*Selected extract*:
CyberPunk Culture Conference
July 9th / July 10th, 2020 – #cpcc20
The complexities of our contemporary techno-cultural age are embodied not in the science fiction (sf) of that ‘Golden Age’ period in the 1940s and 1950s but, instead, a cyberpunk period that emerged as a corpus of fictive thought experiments in the 1980s, evolved into diverse cyberpunk waves in the 1990s and 2000s, and is now best understood as what Thomas Foster calls a “sea change into a more generalized cultural formation” (xiv), a cultural formation that dominates our 21st-century techno-digital landscapes. To put it directly: we are living in inescapable cyberpunk futures bleeding into the interstices of our present, and these cyberpunk realities intersect with our mainstream culture at every possible angle.
At our current moment in time, the digital has become an ever-present reality far beyond what we could have imagined only a few months ago. Sherryl Vint’s claim that “We live in a cultural moment […] in which the material and the simulated are intertwined like a Möbius strip: they each have distinct identities, but we never inhabit a moment that is purely one or the other” (229) has never been more true. Cyberpunk has proven prescient in its description of the digital invading our lifeworld, of technology becoming visceral and our realities shaped by virtual interactions.
And lastly, the reality of social distancing, lockdowns, and travel bans has fully interrupted the way that work functions for most scholars. Conventions, conferences and smaller social gatherings have fallen victim to the need to self-isolate. This is especially hard for a community of scholars that is singular at their given institutions (with few exceptions) and pushes forward in science fiction studies despite being the odd one out in departments and at universities. It is even harder for those young scholars starting out and beginning the academic quest and seeking knowledge and companionship – the need to network is lost to a virus grinding the world to a halt.

(Image point grounding data)
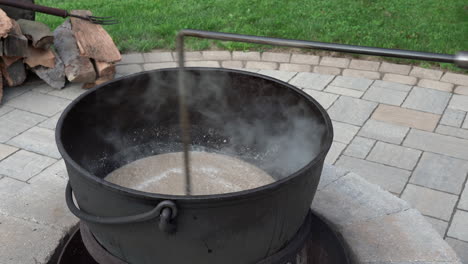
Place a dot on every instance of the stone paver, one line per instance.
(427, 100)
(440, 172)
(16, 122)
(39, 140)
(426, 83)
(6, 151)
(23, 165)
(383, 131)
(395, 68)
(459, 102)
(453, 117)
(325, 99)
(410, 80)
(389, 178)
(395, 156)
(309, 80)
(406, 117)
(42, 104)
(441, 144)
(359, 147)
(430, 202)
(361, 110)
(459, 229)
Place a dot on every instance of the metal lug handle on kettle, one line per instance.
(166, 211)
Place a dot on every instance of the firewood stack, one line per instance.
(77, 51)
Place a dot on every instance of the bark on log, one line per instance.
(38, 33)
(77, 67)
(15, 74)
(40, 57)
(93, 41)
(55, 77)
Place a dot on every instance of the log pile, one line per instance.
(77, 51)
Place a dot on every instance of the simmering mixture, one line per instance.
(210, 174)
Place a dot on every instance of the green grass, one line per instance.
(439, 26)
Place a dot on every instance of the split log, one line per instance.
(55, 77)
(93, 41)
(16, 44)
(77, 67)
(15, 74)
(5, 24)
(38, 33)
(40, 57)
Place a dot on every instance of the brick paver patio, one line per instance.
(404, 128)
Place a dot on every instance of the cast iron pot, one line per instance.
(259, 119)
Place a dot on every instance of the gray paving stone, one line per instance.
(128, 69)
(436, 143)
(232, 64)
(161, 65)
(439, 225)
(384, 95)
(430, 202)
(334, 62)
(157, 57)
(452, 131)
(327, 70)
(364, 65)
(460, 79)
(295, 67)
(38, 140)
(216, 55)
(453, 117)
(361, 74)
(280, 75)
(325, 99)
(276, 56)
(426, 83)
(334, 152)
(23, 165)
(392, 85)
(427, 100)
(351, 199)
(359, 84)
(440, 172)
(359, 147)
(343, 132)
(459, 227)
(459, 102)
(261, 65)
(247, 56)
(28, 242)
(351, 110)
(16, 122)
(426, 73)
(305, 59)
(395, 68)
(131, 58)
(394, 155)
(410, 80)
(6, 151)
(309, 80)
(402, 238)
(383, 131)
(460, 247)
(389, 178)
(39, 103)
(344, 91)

--

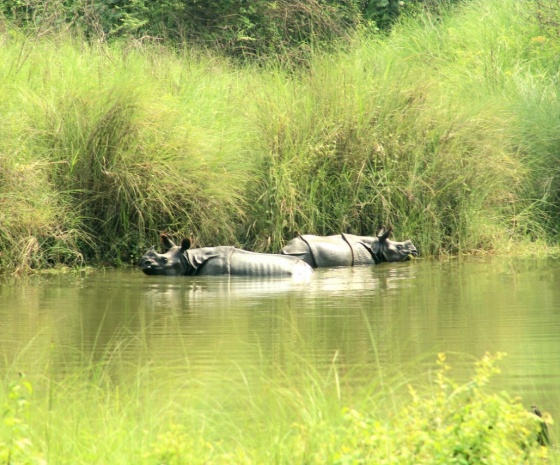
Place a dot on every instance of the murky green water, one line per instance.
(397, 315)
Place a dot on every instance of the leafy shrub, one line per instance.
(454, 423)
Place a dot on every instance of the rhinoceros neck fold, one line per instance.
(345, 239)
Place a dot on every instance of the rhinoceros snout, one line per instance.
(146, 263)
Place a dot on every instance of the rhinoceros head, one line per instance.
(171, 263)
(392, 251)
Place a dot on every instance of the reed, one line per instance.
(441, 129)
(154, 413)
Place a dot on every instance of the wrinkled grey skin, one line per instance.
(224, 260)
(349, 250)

*Tasks to complete*:
1. Quote the CyberPunk Culture Conference text, starting at "And lastly, the" and ending at "world to a halt.".
2. Continue the CyberPunk Culture Conference text from the point where it stops.
The records are not needed for anything here.

*Outputs by task*:
1.
And lastly, the reality of social distancing, lockdowns, and travel bans has fully interrupted the way that work functions for most scholars. Conventions, conferences and smaller social gatherings have fallen victim to the need to self-isolate. This is especially hard for a community of scholars that is singular at their given institutions (with few exceptions) and pushes forward in science fiction studies despite being the odd one out in departments and at universities. It is even harder for those young scholars starting out and beginning the academic quest and seeking knowledge and companionship – the need to network is lost to a virus grinding the world to a halt.

2.
With physical conferences cancelled for 2020, the Cyberpunk Culture Conference (#cpcc 20) would like to offer a digital alternative for all those looking to present. We propose to hold a virtual conference on Thursday July 9th and Friday July 10th and “get together” on this website. Technical details are explained here. We invite conference presentations in two different formats and offer an alternative venue to discuss cyberpunk culture and its tangent areas.
Possible topics include all forms of cyberpunk and cyberculture
- Cyberpunk literature and comics
- Cyberpunk on screen (film, tv) and gaming
- The Movement and its influence in the 1980s
- Postcyberpunk, post-postcyberpunk and the development of the mode in the 1990s and 2000s
- Cyberpunks and Cypherpunks – Hacktivism and Activism, Interstices with Cyberculture
- Cyberpunk Nightlife: Parties, Fashion, Music
- Cyberpunk goes Art: Photography, High Art, Design, Architecture
- Cyberpunk and Theory (e.g. marxism, feminism, posthumanism, ecocriticism)
- Cyberpunk and the Other: Techno-Orientalism, Afro-Futurism, Arabian Futurism, Indigenous Futurism, Alternative Futurisms
- Culture through a pop cultural lense: Japan and its complex relation to cyberpunk
- The world is a village: International Visions of Cyberpunk
- Virtuality and Simulation – Consensual Hallucination that is the Matrix
- Corporations, Zaibatsus, Globalization – Economics in Cyberpunk
- Street Samurai and Cyberjockeys – Character and Setting
- The street finds it use for things – Cyberpunk and Material Culture
Please send your abstract of 200-300 words and a short biographical note to <conference [at] cyberpunkculture [.] com> by May 10th, 2020. Please indicate which form of presentation you would like, either video or slides-and-text presentation and which time zone you will be presenting from.
Works Cited:
- Foster, Thomas The Souls of Cyberfolk: Posthumanism as Vernacular Theory, U of Minneapolis P, 2005.
- Vint, Sherryl. “Afterword: The World Gibson Made.” Beyond Cyberpunk: New Critical Perspectives, Routledge, 2010, pp. 228–33.